begin TASK INPUTS
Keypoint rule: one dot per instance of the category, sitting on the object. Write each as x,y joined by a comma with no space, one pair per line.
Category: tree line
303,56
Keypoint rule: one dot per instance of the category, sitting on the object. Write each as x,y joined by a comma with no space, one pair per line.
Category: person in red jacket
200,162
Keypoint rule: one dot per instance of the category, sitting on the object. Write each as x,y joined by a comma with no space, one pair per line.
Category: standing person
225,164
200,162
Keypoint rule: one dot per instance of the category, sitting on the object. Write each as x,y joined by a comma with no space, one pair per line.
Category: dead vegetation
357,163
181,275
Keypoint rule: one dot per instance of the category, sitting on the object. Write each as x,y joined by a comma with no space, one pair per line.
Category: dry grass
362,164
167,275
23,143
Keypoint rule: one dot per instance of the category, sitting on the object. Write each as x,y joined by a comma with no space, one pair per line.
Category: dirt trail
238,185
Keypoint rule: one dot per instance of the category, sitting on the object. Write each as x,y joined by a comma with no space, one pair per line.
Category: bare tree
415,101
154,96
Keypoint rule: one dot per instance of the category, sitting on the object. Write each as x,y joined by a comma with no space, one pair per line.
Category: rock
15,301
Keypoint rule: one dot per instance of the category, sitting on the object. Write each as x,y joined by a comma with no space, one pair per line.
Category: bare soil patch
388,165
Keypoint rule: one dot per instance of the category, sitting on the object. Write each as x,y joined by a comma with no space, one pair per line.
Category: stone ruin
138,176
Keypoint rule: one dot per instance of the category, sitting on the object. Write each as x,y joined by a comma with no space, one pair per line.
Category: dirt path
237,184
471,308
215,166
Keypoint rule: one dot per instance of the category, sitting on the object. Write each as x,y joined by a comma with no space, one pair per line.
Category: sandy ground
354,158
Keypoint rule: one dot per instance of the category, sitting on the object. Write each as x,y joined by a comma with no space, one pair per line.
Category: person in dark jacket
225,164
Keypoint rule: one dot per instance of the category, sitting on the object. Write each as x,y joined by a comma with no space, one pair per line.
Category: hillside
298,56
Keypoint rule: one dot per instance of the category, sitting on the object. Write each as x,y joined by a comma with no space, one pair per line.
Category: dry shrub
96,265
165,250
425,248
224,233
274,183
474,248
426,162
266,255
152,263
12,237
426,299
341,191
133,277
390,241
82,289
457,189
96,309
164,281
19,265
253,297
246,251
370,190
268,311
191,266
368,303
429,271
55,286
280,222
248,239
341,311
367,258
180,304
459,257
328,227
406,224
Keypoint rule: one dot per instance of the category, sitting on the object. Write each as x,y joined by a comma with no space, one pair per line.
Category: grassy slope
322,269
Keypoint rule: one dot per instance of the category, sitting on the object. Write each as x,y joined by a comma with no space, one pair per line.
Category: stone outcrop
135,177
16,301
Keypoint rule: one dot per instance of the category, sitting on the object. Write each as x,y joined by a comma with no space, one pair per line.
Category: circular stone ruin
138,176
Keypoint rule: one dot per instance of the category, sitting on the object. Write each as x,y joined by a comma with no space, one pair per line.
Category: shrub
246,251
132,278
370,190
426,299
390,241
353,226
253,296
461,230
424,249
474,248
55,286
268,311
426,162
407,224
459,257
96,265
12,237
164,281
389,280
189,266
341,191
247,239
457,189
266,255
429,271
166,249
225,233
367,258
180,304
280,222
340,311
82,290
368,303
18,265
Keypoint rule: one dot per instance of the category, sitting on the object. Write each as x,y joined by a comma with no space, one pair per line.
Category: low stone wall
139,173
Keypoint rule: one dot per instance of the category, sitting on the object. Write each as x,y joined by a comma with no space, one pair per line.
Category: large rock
end TASK INPUTS
REQUEST:
Restate all of the entries exactly, please.

ANSWER TO THE PROBLEM:
Keypoint rule: one dot per instance of the category, sitting on the object. Write each as x,y joined by a comma with no space, one pair per line.
Category: tree line
303,56
Keypoint rule: one dot per instance of the category, sitting on the object. Write each as x,y joined by a comma with no space, one pair per line.
Category: person in red jacket
200,162
Keypoint rule: one dot per instance of the category, sitting on the object. Write each as x,y joined by a comma with no space, one pair per line.
Category: standing person
225,164
200,162
Keypoint rule: one dot per instance of the category, sitting on the object. Write each as x,y joined by a comma with no space, one pair per line.
Category: dead vegetation
357,163
181,275
Keypoint rule: one dot per instance of the category, sitting on the object. Write each as x,y joined by a comma with no space, one pair per line.
Category: dry grass
362,164
167,275
23,143
Keypoint rule: one dot per instance of the category, sitting on the object. Write each as x,y joined by a comma with no space, one pair per line.
Category: dirt trail
238,185
Keypoint rule: one dot per instance of the category, sitting on the object. Write each as x,y joined by a comma with no space, one pair per line.
Category: bare tree
415,101
154,96
Keypoint rule: one dot per instance of the category, sitting on the object. Write each as x,y joined by a comma with no space, one pair per line.
Category: rock
15,301
Keypoint rule: one dot per instance of the category, sitting on the object. Write each as x,y joined by a comma with no space, one pair per line.
Category: bare soil patch
388,165
Keypoint rule: one dot per instance of the category, sitting on the object. Write each as x,y joined by a comma with no space, one pair per line.
Category: stone ruin
138,176
Keypoint rule: one dot per instance of the category, sitting on the object. Write each as x,y joined by a comma with no space, one pair per line.
Category: dirt path
237,184
471,308
215,166
Keypoint rule: one dot per instance of the category, sitting on the object. Write each as x,y joined by a comma with no space, one pair per line.
Category: sandy ground
354,158
Keypoint rule: one dot per instance of the category, sitting on the object. Write each as x,y joined by a comma with no space, one pair per line.
Category: person in dark jacket
225,164
Keypoint rule: one dot per instance of the category, sitting on the object. Write each as x,y joined by a comma with no space, one pair per line.
Category: hillside
298,56
Keypoint rule: one dot per instance of the category, sitting on the object. Write each as x,y joined by a comma with no space, one pair per line.
Category: dry shrub
96,265
165,250
425,248
224,233
274,183
474,248
426,162
266,255
152,263
12,237
426,299
341,191
133,277
390,241
82,289
457,189
96,309
164,281
19,265
253,297
246,251
370,190
268,311
191,266
368,303
429,271
55,286
280,222
248,239
341,311
367,258
180,304
459,257
328,227
406,224
Keypoint rule: one dot per instance of the category, sitting on the object. Write each as x,y joined by a comma with no space, one pair per line.
Category: grassy slope
322,269
Keypoint rule: one dot per instance of the category, sitting on the object. Write each as x,y joined by a comma with no space, one pair per line.
Category: stone outcrop
135,177
16,301
Keypoint rule: one dot per instance of the category, sitting on the object. Write each as x,y joined by a comma with no space, one pair per line.
Category: circular stone ruin
138,176
Keypoint rule: one dot per instance of the category, sitting on the object. Write each as x,y joined by a comma with no space, one pair per line.
Category: shrub
246,251
132,278
370,190
426,299
390,241
353,226
253,296
461,230
424,249
474,248
55,286
268,311
426,162
407,224
459,257
96,265
12,237
164,281
389,280
189,266
341,191
247,239
457,189
266,255
429,271
166,249
225,233
367,258
180,304
280,222
340,311
82,290
368,303
18,265
Keypoint rule: one dot per instance of the category, sitting on the object. Write each as x,y joined by a comma with no space, one pair per line.
Category: low stone wall
139,173
Keypoint rule: one dot per instance of the category, sitting on the object. Write each as x,y joined by a comma with no space, one pair per line.
Category: large rock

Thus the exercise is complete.